Problem statement = Verbatim output, no pictures: the lines from the beginning of the material through the line with "Guideline: for each instance of the downpipe, the", both ends kept.

Extracted records =
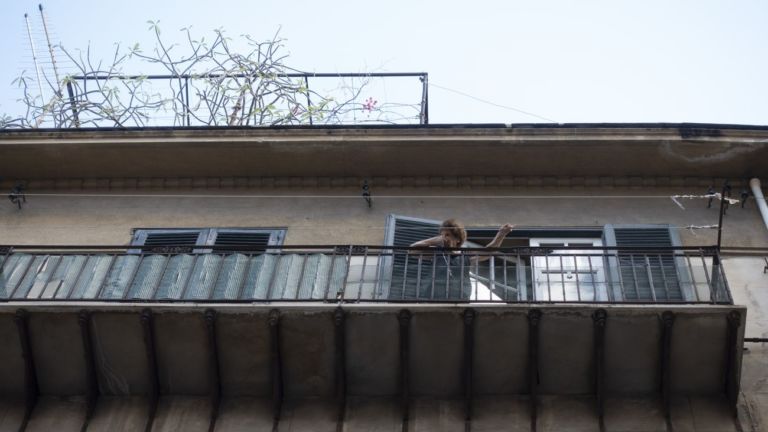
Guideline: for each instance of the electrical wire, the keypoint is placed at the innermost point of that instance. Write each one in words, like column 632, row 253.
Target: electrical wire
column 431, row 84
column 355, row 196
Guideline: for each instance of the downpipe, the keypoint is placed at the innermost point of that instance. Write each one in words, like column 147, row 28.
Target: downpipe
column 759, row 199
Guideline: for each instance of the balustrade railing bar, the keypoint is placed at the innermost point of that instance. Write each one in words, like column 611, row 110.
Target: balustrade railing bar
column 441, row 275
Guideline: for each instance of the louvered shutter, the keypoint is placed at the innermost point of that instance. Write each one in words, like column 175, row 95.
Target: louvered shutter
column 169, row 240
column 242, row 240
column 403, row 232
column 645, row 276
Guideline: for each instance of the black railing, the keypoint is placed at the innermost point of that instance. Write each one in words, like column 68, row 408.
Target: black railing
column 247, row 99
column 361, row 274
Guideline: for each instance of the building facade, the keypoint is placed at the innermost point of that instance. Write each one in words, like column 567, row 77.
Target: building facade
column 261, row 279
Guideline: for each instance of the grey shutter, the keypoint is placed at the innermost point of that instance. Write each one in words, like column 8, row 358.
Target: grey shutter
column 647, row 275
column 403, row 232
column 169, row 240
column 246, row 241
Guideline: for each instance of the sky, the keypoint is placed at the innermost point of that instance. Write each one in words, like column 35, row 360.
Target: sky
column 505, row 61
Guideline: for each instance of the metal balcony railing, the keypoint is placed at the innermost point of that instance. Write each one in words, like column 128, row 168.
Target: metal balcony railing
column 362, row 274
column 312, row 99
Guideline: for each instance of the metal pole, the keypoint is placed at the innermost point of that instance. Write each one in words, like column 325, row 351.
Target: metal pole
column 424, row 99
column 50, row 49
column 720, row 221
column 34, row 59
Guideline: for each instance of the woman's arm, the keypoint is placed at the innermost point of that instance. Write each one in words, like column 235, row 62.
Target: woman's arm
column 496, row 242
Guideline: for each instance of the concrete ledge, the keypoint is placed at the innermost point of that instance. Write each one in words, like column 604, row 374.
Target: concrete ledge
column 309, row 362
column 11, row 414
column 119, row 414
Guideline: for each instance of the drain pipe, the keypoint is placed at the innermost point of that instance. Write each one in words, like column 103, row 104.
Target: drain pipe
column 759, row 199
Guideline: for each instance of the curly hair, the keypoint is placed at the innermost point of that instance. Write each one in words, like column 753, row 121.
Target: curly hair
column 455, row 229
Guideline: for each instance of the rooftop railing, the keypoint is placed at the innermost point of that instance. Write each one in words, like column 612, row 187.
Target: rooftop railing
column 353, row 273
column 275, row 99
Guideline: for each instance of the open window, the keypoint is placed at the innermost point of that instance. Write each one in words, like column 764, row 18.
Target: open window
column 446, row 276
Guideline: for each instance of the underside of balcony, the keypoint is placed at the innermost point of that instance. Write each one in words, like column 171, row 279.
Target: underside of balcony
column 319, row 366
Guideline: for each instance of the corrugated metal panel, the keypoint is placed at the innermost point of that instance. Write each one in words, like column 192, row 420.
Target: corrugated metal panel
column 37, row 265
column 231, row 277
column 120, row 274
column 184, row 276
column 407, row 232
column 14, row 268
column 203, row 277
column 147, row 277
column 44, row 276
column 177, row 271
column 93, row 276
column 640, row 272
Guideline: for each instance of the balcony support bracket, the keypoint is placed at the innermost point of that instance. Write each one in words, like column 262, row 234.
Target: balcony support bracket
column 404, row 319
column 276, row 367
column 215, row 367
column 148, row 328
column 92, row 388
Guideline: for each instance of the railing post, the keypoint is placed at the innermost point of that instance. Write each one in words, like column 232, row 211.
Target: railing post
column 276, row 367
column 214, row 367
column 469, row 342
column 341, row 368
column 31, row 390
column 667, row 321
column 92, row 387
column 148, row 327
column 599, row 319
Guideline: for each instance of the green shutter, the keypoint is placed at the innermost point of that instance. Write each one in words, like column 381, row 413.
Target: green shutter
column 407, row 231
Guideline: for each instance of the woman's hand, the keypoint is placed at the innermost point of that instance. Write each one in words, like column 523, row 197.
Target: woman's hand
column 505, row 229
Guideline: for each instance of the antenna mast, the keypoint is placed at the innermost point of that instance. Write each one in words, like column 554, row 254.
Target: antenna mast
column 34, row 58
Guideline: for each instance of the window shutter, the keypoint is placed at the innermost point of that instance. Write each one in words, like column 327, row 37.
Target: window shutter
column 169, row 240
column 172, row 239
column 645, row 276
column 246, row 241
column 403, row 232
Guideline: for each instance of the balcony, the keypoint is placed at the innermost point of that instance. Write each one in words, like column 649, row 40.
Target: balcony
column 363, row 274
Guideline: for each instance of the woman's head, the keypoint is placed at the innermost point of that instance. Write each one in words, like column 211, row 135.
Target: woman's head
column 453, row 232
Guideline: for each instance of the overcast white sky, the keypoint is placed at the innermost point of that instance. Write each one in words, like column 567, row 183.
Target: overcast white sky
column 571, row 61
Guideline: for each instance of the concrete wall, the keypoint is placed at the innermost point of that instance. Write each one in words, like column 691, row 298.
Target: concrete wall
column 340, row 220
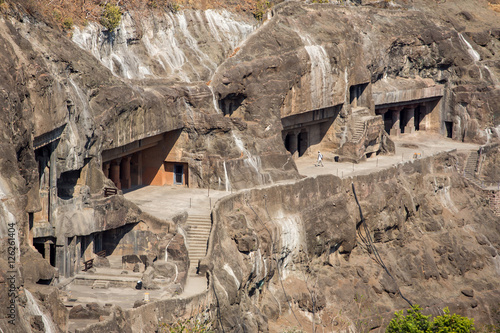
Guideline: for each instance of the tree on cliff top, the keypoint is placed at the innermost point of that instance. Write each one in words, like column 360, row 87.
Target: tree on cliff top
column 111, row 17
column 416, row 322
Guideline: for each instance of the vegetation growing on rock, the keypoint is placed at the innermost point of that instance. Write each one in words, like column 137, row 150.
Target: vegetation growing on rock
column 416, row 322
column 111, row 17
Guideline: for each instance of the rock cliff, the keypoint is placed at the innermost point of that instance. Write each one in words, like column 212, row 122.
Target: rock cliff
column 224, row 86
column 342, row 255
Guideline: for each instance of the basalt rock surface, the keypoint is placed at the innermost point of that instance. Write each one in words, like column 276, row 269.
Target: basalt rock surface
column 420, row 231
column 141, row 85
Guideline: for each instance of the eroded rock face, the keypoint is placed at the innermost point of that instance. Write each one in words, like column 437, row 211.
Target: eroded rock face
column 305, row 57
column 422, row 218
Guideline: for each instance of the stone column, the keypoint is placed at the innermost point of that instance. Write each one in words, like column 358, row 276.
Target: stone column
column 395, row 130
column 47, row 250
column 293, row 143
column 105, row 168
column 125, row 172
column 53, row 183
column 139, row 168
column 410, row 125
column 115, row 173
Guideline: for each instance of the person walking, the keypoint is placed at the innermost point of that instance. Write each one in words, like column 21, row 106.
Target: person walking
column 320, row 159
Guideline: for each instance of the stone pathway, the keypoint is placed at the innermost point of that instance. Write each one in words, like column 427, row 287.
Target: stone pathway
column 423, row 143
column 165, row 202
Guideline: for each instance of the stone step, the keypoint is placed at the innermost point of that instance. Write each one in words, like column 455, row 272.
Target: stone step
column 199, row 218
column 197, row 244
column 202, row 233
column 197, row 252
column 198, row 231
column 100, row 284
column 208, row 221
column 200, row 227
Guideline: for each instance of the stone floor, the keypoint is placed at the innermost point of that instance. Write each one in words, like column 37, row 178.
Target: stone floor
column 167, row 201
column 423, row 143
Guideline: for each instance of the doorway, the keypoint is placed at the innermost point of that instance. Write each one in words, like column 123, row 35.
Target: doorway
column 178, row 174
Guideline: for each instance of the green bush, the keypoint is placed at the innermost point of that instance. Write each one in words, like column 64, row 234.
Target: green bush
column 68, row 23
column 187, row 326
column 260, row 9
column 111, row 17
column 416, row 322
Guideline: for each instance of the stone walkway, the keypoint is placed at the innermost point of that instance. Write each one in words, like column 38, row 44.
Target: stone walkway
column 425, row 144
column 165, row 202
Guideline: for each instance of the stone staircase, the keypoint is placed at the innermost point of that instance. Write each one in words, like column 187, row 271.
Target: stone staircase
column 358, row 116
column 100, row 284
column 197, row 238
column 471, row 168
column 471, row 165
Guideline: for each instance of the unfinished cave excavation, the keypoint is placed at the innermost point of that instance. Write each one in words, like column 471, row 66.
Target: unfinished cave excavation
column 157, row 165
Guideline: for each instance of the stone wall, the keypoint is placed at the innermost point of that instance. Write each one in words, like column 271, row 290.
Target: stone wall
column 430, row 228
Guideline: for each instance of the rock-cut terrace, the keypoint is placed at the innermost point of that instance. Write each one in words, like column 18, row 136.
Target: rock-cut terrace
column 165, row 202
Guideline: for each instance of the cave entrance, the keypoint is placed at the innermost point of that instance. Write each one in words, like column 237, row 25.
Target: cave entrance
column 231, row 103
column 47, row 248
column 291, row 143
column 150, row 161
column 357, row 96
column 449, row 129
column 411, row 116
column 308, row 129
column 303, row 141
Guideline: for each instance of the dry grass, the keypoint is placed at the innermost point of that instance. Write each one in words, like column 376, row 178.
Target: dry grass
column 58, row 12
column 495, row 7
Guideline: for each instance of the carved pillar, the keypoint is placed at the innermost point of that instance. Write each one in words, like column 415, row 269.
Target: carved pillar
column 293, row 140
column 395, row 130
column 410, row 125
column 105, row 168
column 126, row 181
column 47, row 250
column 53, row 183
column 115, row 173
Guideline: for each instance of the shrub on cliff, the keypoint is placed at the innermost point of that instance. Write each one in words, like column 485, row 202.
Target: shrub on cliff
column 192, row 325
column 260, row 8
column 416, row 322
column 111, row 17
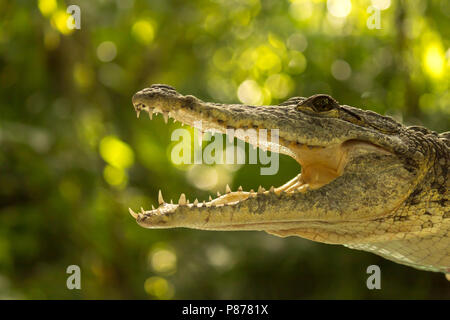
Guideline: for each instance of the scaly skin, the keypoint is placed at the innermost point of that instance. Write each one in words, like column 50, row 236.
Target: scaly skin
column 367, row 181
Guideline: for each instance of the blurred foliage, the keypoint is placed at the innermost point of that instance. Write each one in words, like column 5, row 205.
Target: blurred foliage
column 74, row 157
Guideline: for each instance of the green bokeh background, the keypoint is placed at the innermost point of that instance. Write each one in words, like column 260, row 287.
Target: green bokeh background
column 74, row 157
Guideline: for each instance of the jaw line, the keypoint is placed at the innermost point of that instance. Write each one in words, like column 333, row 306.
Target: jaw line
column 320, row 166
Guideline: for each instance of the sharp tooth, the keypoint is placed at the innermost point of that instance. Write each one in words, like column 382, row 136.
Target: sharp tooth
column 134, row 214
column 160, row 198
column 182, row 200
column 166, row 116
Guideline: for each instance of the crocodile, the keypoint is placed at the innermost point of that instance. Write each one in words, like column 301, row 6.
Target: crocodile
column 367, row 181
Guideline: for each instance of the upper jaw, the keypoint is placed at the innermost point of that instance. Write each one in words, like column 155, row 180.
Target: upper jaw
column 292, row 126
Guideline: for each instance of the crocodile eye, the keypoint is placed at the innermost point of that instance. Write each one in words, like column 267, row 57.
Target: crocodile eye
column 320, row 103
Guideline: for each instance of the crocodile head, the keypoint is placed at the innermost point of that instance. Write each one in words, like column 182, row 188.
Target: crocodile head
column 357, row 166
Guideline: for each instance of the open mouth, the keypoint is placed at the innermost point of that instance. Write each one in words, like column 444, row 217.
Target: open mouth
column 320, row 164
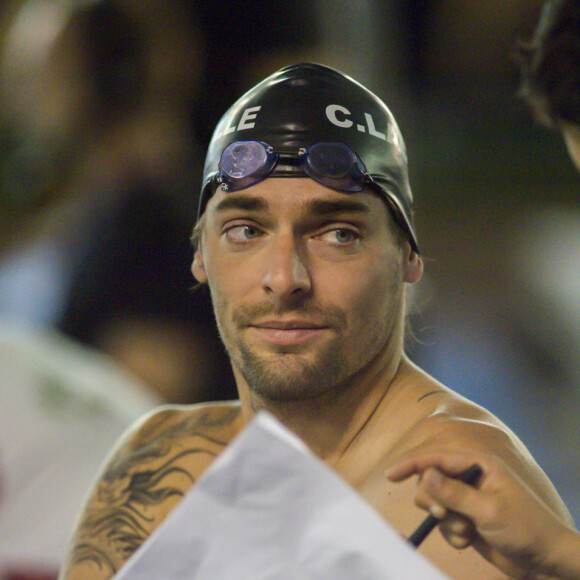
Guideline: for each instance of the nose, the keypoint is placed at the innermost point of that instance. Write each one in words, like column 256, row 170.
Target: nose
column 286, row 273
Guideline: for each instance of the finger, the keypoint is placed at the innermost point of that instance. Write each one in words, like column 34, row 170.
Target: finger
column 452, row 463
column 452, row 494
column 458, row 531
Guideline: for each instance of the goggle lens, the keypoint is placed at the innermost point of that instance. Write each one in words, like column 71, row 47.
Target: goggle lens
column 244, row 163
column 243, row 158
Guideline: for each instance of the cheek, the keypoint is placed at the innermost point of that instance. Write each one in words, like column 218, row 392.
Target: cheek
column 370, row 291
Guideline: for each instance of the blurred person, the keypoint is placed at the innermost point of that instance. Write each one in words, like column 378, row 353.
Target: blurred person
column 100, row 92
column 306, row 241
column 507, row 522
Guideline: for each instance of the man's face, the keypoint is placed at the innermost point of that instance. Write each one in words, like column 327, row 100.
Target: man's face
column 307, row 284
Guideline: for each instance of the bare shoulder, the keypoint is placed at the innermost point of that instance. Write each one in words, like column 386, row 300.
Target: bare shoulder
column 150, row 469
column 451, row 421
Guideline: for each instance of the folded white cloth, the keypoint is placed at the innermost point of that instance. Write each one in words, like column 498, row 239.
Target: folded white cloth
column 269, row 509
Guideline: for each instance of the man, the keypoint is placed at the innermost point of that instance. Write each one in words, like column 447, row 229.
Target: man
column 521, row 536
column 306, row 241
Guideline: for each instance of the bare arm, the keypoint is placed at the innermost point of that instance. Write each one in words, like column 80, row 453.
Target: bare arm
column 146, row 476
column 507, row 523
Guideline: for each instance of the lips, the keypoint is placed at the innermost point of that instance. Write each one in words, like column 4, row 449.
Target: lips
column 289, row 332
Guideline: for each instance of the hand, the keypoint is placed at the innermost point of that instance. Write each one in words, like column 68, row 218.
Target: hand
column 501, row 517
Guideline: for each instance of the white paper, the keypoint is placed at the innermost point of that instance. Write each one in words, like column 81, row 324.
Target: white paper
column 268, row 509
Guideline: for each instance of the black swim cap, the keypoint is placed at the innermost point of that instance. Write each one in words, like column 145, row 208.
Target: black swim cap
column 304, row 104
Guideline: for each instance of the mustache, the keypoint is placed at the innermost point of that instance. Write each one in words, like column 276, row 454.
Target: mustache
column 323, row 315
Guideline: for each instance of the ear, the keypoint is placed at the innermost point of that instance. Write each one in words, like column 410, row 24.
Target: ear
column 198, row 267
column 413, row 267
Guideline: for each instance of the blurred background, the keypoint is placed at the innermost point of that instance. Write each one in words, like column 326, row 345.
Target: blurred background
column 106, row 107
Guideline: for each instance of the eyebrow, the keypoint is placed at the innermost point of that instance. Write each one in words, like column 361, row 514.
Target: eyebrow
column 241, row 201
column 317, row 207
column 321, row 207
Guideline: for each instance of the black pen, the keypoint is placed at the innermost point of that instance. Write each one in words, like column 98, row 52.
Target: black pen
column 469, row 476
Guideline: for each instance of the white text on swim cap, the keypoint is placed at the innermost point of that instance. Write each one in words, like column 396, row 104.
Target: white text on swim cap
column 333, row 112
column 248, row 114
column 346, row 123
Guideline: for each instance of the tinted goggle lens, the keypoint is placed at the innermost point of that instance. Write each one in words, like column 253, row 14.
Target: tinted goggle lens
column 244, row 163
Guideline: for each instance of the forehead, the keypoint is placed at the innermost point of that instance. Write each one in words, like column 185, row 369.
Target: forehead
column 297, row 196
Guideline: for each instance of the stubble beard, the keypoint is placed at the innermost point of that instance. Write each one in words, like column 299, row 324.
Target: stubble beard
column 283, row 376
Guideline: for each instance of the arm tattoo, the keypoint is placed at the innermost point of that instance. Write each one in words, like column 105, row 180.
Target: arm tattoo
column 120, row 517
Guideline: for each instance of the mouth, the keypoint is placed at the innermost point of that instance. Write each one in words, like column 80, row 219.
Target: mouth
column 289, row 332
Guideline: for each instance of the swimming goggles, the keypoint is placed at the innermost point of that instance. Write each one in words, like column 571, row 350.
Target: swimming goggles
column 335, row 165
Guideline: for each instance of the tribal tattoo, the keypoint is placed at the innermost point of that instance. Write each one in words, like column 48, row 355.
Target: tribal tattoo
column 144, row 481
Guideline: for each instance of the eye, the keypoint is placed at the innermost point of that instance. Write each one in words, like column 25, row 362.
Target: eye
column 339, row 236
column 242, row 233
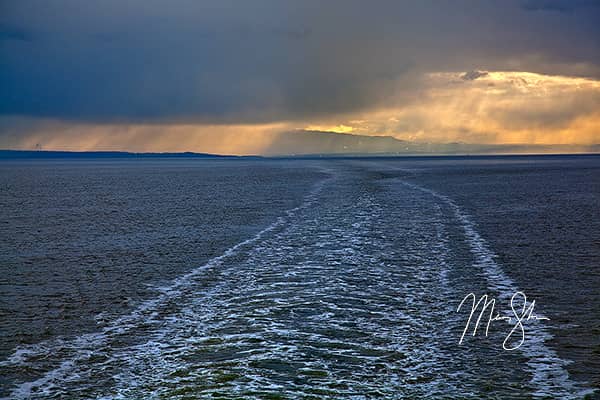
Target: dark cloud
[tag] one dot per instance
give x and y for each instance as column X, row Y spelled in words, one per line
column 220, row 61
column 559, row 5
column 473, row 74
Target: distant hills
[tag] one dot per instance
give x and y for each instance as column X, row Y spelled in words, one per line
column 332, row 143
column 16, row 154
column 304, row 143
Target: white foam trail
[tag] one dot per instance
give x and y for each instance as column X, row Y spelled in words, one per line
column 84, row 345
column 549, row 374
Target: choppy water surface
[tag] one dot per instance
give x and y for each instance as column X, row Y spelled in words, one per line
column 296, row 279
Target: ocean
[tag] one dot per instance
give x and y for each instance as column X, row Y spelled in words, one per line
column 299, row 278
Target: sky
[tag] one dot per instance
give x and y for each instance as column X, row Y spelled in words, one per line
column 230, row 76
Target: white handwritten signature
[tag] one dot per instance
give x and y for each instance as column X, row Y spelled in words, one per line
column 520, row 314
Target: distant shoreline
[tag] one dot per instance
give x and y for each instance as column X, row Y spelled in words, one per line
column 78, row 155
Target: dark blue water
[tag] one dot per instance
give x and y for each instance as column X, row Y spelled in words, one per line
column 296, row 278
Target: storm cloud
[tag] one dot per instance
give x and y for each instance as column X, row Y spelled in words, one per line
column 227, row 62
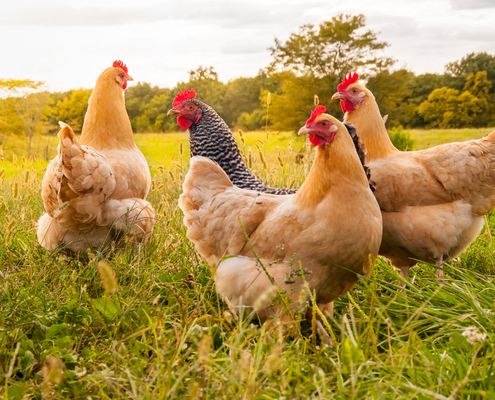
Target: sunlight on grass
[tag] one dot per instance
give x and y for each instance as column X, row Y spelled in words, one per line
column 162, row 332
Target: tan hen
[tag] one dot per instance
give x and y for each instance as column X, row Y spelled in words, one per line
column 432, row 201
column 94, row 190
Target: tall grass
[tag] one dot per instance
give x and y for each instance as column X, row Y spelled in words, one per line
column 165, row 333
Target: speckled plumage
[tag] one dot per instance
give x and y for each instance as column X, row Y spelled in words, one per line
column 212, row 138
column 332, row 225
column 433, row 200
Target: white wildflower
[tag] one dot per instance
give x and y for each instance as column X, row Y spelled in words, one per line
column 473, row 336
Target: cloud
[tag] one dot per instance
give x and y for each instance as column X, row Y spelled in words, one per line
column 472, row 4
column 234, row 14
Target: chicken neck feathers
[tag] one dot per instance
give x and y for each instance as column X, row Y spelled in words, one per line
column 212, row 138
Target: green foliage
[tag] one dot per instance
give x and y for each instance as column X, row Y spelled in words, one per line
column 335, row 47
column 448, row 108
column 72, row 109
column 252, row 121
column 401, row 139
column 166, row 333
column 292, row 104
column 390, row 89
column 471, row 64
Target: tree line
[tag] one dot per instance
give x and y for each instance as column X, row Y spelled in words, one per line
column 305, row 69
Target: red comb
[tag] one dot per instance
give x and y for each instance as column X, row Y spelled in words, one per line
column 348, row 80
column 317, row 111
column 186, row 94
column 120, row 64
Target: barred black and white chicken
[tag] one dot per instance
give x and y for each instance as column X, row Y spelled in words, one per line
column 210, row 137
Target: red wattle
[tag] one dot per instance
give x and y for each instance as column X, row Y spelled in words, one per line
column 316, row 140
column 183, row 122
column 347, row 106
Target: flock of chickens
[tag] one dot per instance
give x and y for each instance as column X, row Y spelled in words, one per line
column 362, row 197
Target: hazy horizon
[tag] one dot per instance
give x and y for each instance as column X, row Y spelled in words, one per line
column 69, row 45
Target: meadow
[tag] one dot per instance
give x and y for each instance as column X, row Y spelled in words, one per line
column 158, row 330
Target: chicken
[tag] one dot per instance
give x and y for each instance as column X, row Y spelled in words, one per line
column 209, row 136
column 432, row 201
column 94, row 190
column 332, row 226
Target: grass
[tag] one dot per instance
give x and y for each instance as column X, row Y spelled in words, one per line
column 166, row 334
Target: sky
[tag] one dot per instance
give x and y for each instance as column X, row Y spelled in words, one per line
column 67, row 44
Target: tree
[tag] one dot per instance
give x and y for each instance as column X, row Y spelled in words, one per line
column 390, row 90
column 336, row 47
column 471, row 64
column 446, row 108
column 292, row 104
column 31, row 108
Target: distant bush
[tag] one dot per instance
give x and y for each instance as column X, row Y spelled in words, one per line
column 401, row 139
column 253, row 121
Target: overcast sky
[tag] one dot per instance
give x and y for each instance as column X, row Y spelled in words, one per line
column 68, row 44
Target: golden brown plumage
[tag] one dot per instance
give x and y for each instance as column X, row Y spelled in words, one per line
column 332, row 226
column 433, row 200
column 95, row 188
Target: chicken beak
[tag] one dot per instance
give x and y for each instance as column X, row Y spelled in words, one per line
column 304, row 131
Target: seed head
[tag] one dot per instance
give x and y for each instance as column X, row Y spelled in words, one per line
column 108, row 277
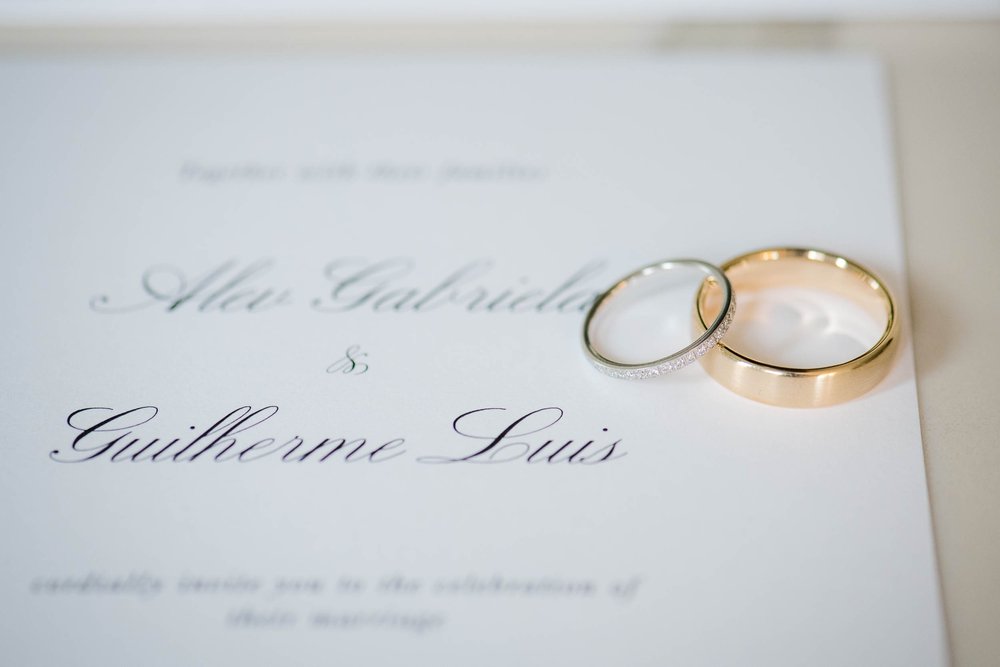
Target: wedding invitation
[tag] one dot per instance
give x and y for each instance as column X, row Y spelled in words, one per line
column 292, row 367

Completed exercise =
Guideline: for each instance of the electrical wire, the keypoint is placed at the innermost point of that instance. Write each one in words, like column 632, row 253.
Target: electrical wire
column 431, row 84
column 355, row 196
Guideline: for each instance of the downpipe, the keypoint is placed at the innermost point of that instance. Write each one in words, like column 147, row 28.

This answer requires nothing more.